▶ _Task goal_: Render every line of the entries below as a numbered list, omitting the blank lines.

▶ _Data shown_:
------------------------------------------------------------
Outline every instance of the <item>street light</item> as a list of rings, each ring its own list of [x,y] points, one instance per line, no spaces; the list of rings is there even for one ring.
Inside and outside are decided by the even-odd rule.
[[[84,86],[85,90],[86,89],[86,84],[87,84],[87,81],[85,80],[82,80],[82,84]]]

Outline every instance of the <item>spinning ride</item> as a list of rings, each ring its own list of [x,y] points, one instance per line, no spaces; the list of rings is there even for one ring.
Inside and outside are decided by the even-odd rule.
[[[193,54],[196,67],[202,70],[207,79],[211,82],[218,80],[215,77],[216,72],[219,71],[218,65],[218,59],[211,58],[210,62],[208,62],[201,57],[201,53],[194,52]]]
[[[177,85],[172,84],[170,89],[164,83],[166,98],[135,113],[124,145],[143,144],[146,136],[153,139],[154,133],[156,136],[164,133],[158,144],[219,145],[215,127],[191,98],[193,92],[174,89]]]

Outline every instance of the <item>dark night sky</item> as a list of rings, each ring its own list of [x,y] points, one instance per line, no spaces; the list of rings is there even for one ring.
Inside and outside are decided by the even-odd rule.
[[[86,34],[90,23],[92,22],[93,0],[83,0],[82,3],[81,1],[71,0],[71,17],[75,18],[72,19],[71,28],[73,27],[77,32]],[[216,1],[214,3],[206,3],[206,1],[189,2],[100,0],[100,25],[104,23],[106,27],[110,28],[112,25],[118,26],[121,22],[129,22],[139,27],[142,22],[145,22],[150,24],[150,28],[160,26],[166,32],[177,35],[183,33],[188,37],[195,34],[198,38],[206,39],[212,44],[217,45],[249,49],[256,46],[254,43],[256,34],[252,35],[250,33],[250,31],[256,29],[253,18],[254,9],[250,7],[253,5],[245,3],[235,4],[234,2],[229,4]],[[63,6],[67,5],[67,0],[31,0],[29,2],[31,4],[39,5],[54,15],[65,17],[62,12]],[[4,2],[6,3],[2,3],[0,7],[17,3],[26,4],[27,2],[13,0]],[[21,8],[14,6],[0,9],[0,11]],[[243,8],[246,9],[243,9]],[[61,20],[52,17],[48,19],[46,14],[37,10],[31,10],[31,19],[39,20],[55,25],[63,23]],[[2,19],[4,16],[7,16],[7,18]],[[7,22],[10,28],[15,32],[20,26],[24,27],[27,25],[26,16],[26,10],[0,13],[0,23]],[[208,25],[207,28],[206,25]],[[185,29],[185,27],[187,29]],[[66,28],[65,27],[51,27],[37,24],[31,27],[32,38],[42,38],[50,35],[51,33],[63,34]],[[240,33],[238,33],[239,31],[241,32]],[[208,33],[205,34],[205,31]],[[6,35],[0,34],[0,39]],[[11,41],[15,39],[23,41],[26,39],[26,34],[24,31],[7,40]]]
------------------------------------------------------------
▶ _Exercise result_:
1. Outline every instance of the <item>street light</item> as a list of rings, each ring its own list of [x,y] points, one instance per line, no spaces; the list of rings is there even for one ring.
2. Inside and outside are decided by the even-odd rule.
3. [[[84,86],[85,90],[86,89],[86,84],[87,84],[87,81],[85,80],[82,80],[82,84]]]
4. Outline every instance of the <item>spinning ride</item> as a list of rings, each ring its own list of [x,y] points, one instance per line, no spaces; the list of rings is there even for one ring.
5. Inside and outside are decided by the even-odd rule.
6. [[[193,54],[196,67],[202,70],[207,79],[211,82],[218,80],[215,77],[216,72],[219,71],[218,65],[218,59],[211,58],[210,62],[208,62],[201,57],[201,53],[194,52]]]
7. [[[177,85],[172,84],[170,89],[164,83],[166,98],[135,113],[124,145],[143,144],[146,136],[153,139],[154,133],[156,136],[164,133],[158,144],[219,145],[215,127],[191,98],[193,92],[174,89]]]
8. Outline every instance of the <item>dark night sky</item> as a list of rings, each ring its own list of [x,y] points, one instance per line, no spaces; the list of rings is there even for one ring.
9. Inside and outside are decided by the even-odd rule.
10. [[[86,34],[90,23],[92,22],[93,0],[83,0],[82,3],[81,1],[71,0],[71,17],[75,18],[72,19],[71,28],[73,27],[77,32]],[[216,1],[214,3],[206,3],[206,1],[189,2],[100,0],[100,25],[104,23],[106,27],[110,28],[112,25],[118,26],[121,22],[129,22],[139,27],[142,22],[145,22],[150,24],[150,28],[160,26],[166,32],[177,35],[183,33],[188,37],[195,34],[198,38],[206,39],[212,44],[217,45],[249,49],[256,46],[254,43],[256,34],[252,35],[250,33],[250,31],[256,29],[253,18],[254,9],[250,7],[253,5],[245,3],[235,4],[234,2],[229,4]],[[63,6],[67,5],[67,0],[31,0],[29,2],[31,4],[39,5],[54,15],[65,17],[62,12]],[[4,2],[6,3],[2,3],[0,7],[17,3],[26,4],[27,2],[13,0]],[[21,8],[14,6],[0,9],[0,11]],[[243,8],[246,9],[243,9]],[[61,20],[52,17],[48,19],[46,14],[37,10],[31,10],[31,19],[39,20],[55,25],[63,23]],[[2,19],[4,16],[7,16],[7,18]],[[7,22],[10,28],[15,32],[20,26],[24,27],[27,25],[26,16],[26,10],[0,13],[0,23]],[[208,25],[207,28],[206,25]],[[185,29],[185,27],[187,29]],[[66,28],[65,27],[51,27],[37,24],[31,27],[32,38],[42,38],[50,35],[51,33],[63,34]],[[240,33],[238,33],[239,31],[241,32]],[[208,33],[205,34],[205,31]],[[6,35],[0,34],[0,39]],[[11,41],[15,39],[23,41],[26,39],[26,34],[24,31],[7,40]]]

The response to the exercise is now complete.